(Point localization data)
· · · · · · ·

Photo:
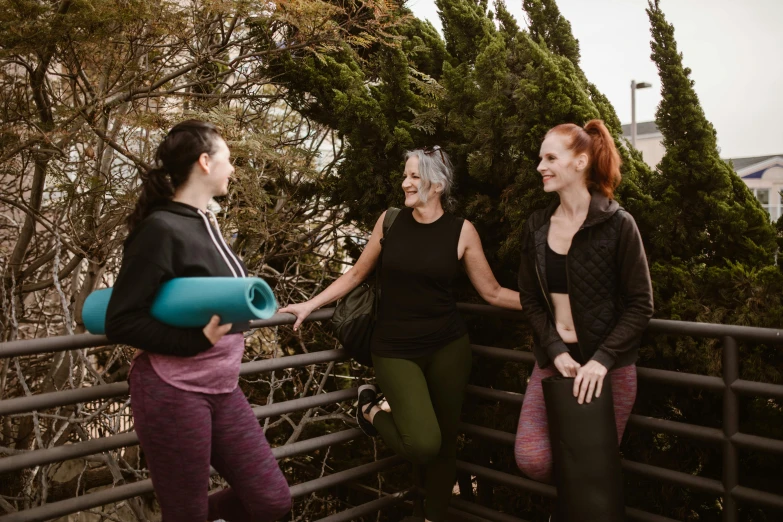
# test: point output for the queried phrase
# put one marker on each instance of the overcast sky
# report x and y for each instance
(735, 49)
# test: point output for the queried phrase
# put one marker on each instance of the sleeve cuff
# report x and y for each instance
(605, 358)
(555, 349)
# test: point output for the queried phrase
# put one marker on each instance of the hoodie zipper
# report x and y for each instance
(217, 245)
(568, 284)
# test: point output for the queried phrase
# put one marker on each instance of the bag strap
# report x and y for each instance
(388, 221)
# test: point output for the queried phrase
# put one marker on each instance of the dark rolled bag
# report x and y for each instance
(585, 452)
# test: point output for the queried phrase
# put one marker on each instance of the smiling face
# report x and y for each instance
(412, 184)
(218, 168)
(560, 169)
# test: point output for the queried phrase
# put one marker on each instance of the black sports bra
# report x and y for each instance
(556, 276)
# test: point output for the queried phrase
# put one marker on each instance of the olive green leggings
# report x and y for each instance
(425, 395)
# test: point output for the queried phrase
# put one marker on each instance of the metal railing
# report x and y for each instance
(729, 437)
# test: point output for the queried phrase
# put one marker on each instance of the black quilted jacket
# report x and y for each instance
(608, 285)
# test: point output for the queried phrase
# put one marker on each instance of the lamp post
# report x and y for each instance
(634, 86)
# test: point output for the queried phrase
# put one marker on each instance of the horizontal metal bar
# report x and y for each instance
(292, 361)
(502, 437)
(646, 470)
(495, 395)
(94, 446)
(504, 354)
(482, 511)
(45, 401)
(762, 389)
(324, 314)
(63, 343)
(65, 452)
(692, 380)
(543, 489)
(455, 515)
(342, 477)
(757, 443)
(142, 487)
(713, 330)
(660, 326)
(507, 479)
(60, 343)
(757, 497)
(637, 515)
(489, 310)
(677, 478)
(369, 508)
(322, 399)
(693, 431)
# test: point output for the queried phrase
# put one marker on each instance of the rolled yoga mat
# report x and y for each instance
(587, 469)
(190, 302)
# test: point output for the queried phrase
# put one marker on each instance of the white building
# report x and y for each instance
(762, 174)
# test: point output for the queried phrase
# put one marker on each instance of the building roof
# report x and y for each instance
(741, 163)
(642, 128)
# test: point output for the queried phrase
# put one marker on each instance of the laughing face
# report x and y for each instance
(220, 169)
(560, 169)
(412, 184)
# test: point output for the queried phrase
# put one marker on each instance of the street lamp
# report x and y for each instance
(634, 86)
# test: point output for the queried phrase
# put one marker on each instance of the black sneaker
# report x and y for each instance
(368, 397)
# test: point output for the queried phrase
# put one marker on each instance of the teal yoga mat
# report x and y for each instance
(190, 302)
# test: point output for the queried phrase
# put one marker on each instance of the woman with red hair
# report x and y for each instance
(584, 285)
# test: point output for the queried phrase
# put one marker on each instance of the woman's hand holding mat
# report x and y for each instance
(191, 302)
(214, 331)
(586, 458)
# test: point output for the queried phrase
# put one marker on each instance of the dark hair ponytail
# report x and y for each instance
(595, 141)
(174, 160)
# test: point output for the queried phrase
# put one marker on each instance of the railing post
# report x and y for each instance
(730, 428)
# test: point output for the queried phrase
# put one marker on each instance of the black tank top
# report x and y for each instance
(556, 276)
(418, 314)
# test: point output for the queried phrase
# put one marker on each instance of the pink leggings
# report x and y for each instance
(183, 432)
(532, 448)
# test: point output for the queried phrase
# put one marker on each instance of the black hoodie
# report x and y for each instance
(175, 240)
(608, 286)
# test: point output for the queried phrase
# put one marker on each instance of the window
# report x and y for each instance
(763, 195)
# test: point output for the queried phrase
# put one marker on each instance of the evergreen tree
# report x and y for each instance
(705, 212)
(548, 25)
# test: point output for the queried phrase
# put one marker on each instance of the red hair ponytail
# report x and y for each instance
(604, 160)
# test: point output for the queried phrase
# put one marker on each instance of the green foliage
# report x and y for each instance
(704, 212)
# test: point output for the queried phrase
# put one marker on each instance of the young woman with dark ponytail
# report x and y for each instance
(584, 285)
(188, 410)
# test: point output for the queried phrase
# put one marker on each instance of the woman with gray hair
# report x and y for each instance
(420, 347)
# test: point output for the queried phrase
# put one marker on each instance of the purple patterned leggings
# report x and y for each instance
(532, 448)
(182, 432)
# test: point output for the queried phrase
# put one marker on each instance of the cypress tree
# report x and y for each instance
(705, 212)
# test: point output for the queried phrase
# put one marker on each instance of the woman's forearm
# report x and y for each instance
(507, 298)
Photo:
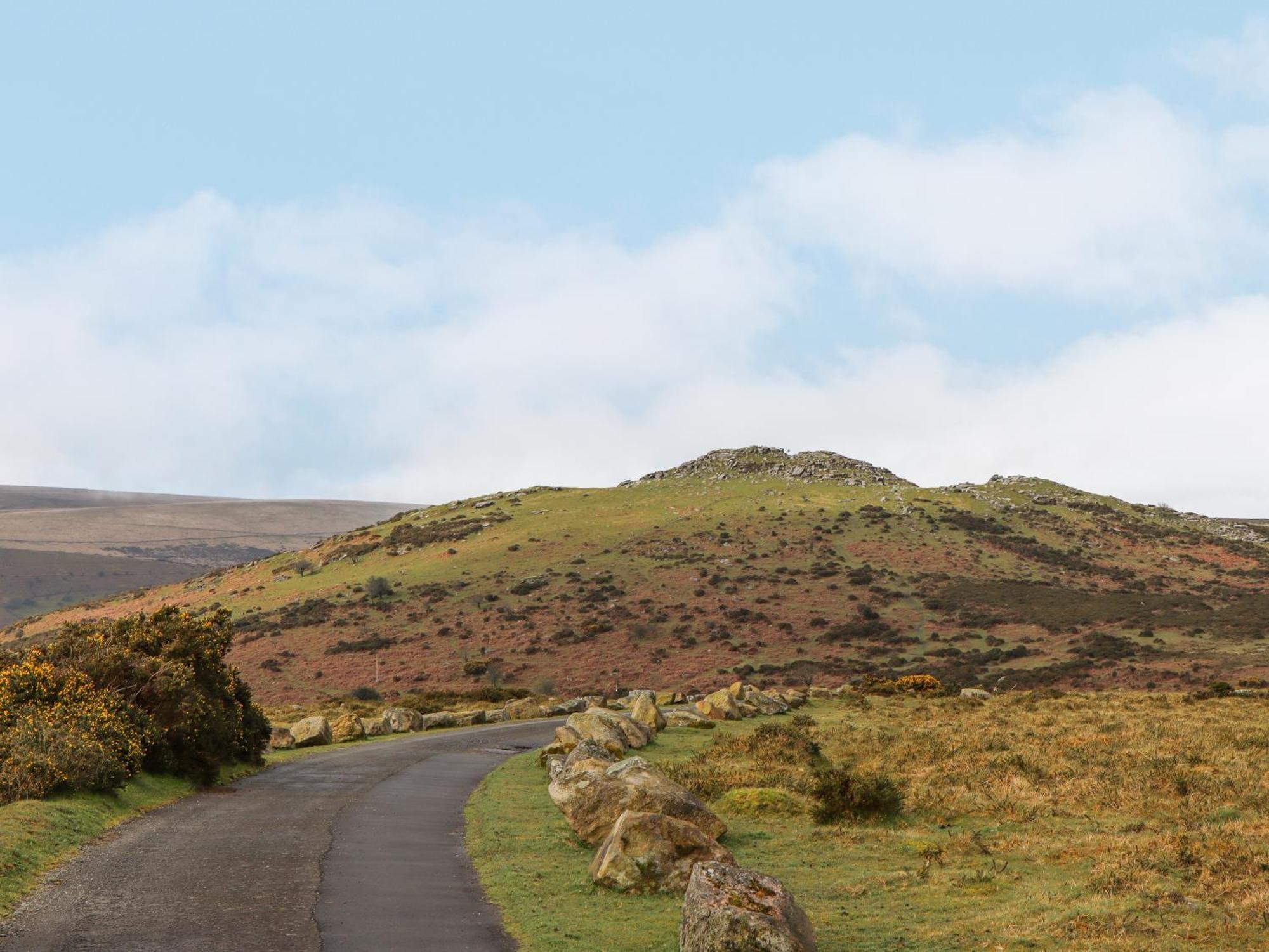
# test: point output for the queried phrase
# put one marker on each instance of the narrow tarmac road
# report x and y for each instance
(358, 849)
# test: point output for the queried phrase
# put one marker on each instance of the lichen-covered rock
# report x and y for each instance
(438, 719)
(591, 755)
(611, 729)
(687, 717)
(589, 726)
(400, 719)
(653, 853)
(729, 909)
(347, 727)
(469, 719)
(645, 711)
(765, 702)
(592, 799)
(720, 706)
(312, 731)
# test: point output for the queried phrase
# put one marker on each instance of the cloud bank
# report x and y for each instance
(357, 348)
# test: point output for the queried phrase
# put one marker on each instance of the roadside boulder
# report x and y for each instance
(400, 719)
(720, 706)
(438, 719)
(347, 727)
(589, 726)
(525, 710)
(729, 908)
(592, 799)
(766, 703)
(653, 853)
(687, 717)
(312, 731)
(645, 711)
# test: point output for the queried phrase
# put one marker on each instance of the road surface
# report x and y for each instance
(358, 849)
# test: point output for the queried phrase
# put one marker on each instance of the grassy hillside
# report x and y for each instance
(786, 569)
(1036, 821)
(62, 546)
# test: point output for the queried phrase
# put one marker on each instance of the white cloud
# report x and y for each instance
(356, 348)
(1239, 65)
(1115, 199)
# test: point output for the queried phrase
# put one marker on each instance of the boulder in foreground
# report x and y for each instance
(312, 731)
(653, 853)
(347, 727)
(592, 795)
(729, 908)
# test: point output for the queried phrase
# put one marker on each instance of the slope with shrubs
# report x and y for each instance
(1039, 819)
(102, 701)
(784, 569)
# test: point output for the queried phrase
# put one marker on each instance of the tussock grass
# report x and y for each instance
(1037, 820)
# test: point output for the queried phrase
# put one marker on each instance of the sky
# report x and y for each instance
(423, 252)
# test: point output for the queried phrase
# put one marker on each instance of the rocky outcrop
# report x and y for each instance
(346, 727)
(653, 853)
(645, 711)
(720, 706)
(687, 717)
(525, 710)
(400, 719)
(312, 731)
(772, 462)
(592, 795)
(729, 908)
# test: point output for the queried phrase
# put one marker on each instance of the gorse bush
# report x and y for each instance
(841, 793)
(107, 698)
(59, 730)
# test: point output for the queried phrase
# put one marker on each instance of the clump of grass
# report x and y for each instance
(761, 801)
(842, 795)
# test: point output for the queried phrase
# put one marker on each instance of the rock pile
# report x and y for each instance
(772, 462)
(655, 835)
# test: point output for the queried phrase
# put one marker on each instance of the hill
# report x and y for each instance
(62, 546)
(753, 561)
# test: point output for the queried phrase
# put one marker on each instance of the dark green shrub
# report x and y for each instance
(841, 793)
(192, 710)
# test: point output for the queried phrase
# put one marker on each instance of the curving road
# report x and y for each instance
(357, 849)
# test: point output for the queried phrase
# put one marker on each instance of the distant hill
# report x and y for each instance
(62, 546)
(749, 561)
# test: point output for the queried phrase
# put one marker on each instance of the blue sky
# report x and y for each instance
(266, 186)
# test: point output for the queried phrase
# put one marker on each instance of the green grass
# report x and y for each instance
(37, 834)
(1081, 823)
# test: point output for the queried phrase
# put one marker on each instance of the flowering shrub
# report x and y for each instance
(919, 682)
(59, 730)
(192, 710)
(107, 698)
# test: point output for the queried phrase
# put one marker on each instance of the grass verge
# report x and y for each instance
(1082, 821)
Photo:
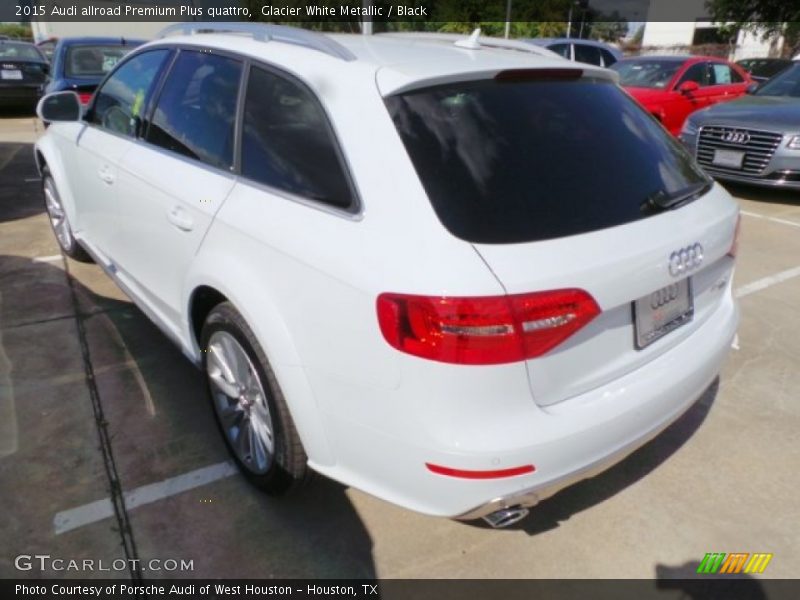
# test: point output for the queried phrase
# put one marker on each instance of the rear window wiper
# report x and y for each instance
(661, 200)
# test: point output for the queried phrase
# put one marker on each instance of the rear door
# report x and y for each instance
(576, 187)
(682, 104)
(113, 122)
(175, 180)
(725, 83)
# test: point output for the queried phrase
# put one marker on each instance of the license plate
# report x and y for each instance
(728, 158)
(10, 74)
(662, 311)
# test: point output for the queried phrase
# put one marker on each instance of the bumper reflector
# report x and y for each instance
(500, 473)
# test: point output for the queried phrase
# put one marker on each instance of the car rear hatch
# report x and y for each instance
(626, 269)
(562, 182)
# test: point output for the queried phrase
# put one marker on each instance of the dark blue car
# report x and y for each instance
(22, 73)
(80, 63)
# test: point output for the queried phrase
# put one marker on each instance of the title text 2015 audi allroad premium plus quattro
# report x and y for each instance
(453, 275)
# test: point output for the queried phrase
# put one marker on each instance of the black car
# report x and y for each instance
(23, 70)
(761, 69)
(80, 63)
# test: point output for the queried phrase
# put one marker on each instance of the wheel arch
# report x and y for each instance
(46, 156)
(274, 338)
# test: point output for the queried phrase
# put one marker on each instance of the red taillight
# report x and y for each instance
(734, 249)
(485, 330)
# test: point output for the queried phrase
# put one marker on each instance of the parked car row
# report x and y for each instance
(755, 139)
(673, 87)
(28, 70)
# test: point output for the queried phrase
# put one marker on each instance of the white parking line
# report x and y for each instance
(747, 213)
(762, 284)
(51, 258)
(93, 512)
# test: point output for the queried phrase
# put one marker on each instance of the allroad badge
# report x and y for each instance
(685, 260)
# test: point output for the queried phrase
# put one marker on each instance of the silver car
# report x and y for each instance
(755, 139)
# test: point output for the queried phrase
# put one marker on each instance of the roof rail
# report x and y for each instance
(266, 32)
(483, 42)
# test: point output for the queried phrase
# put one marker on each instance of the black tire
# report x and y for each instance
(59, 222)
(287, 469)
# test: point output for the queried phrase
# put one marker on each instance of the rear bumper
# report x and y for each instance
(15, 94)
(566, 442)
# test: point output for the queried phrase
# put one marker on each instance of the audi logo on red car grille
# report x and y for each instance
(685, 260)
(734, 136)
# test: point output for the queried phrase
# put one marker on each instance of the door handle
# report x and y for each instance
(106, 175)
(180, 218)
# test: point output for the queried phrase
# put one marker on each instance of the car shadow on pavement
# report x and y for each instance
(549, 513)
(161, 426)
(694, 586)
(20, 192)
(765, 195)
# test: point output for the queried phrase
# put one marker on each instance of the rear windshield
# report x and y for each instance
(14, 51)
(522, 161)
(655, 73)
(93, 61)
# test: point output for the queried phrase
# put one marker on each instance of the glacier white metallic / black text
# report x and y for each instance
(458, 276)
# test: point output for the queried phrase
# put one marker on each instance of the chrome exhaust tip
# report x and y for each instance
(506, 516)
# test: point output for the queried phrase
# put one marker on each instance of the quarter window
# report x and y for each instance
(608, 58)
(697, 73)
(196, 111)
(722, 74)
(287, 143)
(120, 103)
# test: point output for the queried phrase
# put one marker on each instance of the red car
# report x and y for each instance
(673, 87)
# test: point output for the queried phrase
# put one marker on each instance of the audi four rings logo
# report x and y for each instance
(736, 137)
(685, 260)
(664, 296)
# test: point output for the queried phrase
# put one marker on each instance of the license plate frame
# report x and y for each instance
(662, 312)
(11, 74)
(733, 159)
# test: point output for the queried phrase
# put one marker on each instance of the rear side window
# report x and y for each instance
(587, 54)
(196, 111)
(287, 143)
(698, 73)
(119, 103)
(522, 161)
(722, 74)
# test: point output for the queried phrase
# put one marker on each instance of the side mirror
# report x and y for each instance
(59, 106)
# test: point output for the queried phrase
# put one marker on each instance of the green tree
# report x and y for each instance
(766, 18)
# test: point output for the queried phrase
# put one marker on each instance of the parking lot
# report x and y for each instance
(109, 450)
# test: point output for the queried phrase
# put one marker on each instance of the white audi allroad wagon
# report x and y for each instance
(458, 274)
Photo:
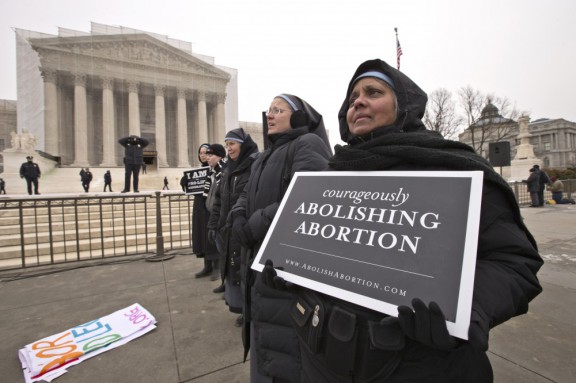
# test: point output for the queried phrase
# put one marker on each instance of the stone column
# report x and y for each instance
(51, 133)
(220, 119)
(109, 141)
(160, 127)
(80, 121)
(182, 127)
(202, 120)
(525, 157)
(133, 109)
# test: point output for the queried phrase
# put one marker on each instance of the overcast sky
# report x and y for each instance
(524, 50)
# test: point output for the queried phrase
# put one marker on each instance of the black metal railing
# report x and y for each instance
(523, 197)
(48, 230)
(44, 230)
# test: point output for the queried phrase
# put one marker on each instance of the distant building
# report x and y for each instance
(554, 141)
(7, 125)
(79, 92)
(7, 122)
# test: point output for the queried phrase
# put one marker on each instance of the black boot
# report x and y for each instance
(215, 271)
(207, 270)
(219, 289)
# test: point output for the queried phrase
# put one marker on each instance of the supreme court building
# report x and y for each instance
(79, 92)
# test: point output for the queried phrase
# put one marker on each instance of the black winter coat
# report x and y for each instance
(233, 180)
(507, 255)
(305, 148)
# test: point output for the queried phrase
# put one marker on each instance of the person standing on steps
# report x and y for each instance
(133, 158)
(31, 172)
(108, 180)
(86, 178)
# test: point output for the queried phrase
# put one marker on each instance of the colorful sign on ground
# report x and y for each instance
(48, 358)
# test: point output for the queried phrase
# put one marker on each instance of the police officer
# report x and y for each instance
(31, 172)
(133, 156)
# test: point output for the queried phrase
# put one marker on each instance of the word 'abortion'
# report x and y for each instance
(359, 236)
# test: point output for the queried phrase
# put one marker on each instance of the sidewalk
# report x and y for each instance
(196, 340)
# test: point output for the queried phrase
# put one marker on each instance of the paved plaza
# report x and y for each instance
(196, 340)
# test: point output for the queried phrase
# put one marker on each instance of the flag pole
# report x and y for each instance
(398, 49)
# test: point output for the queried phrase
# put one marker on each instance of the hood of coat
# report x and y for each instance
(411, 101)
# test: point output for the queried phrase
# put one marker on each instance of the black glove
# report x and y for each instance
(243, 233)
(238, 226)
(426, 325)
(271, 279)
(212, 236)
(478, 331)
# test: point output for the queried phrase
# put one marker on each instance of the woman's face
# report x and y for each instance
(213, 160)
(202, 154)
(233, 149)
(372, 105)
(278, 116)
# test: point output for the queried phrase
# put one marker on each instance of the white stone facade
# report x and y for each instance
(78, 93)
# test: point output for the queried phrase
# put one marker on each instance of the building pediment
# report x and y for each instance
(132, 50)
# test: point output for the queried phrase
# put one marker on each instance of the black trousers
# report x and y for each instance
(32, 181)
(131, 171)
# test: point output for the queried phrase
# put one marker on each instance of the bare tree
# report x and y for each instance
(441, 114)
(489, 118)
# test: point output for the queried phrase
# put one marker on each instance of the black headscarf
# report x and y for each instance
(304, 119)
(207, 146)
(411, 102)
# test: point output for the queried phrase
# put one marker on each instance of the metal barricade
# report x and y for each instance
(44, 230)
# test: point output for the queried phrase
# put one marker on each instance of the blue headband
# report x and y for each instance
(378, 75)
(290, 102)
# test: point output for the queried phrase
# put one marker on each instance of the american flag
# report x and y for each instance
(398, 52)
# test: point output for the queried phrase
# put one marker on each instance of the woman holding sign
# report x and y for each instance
(199, 219)
(380, 119)
(242, 151)
(299, 143)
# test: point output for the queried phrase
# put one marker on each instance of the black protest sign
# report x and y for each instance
(195, 180)
(380, 239)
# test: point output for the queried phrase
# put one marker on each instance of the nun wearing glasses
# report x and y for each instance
(299, 142)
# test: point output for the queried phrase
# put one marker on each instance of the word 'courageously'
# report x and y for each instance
(398, 197)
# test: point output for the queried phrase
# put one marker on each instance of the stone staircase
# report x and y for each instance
(39, 230)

· · · · · · ·

Problem to solve
Collect the lines of the data that carry the word "dark".

Exercise solution
# put one marker on each instance of the dark rolled bag
# put one marker on each instance of the dark hair ponytail
# put one marker on each instance of the young woman with dark ponytail
# put one marker on each instance of the dark green shrub
# put one marker on each instance of the dark blue car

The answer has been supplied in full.